A circular loop of radius R is made of a perfectly elastic wire and is rotating with a constant angular velocity $\mathrm{\omega }$ lying on a smooth horizontal table. The rotation axis is vertical passing through the centre. A small radial push given to the loop at a point P on the table causes a transverse pulse to propagate on it. Find the smallest time in which the pulse will be back to its originating point P on the table.

First let us calculate the tension in the wire loop. Consider a small element of angular width d$\mathrm{\theta }$ on the loop.
$\begin{array}{l}2\mathrm{Tsin}\frac{\mathrm{d\theta }}{2}=\left(\mathrm{\mu Rd\theta }\right){\mathrm{\omega }}^2\mathrm{R}\\ \therefore 2\mathrm{T}\frac{\mathrm{d\theta }}{2}={\mathrm{\mu Rd\theta \omega }}^2\mathrm{R}\Rightarrow \mathrm{T}={\mathrm{\mu R}}^2{\mathrm{\omega }}^2\end{array}$
Speed of transverse wave relative to the string is $\mathrm{V}=\sqrt{\frac{\mathrm{T}}{\mathrm{\mu }}}=\mathrm{\omega R}$
Relative to the ground, the pulse will travel with speed 2V (or angular speed 2$\mathrm{\omega }$)
$\therefore$Time required to reach back at P is $\mathrm{t}=\frac{\mathrm{\pi }}{\mathrm{\omega }}$
[Note: The pulse that starts travelling in direction opposite to the direction of rotation of the ring will remain static at P]

----

§ **Jobs**
• a. Reproduce the stretch of the rotating wire loop solution from "A circular loop" through "on the table.".
• b. In the rotating wire loop solution, what happens to the pulse that starts traveling opposite to the direction of the ring's rotation?

§ **Data segment**
----

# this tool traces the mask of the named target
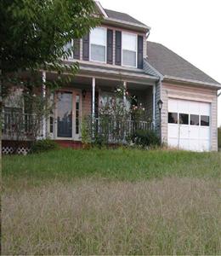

----

§ **Worked solutions**
• a.
A circular loop of radius R is made of a perfectly elastic wire and is rotating with a constant angular velocity $\mathrm{\omega }$ lying on a smooth horizontal table. The rotation axis is vertical passing through the centre. A small radial push given to the loop at a point P on the table causes a transverse pulse to propagate on it. Find the smallest time in which the pulse will be back to its originating point P on the table.

• b. It remains static at P.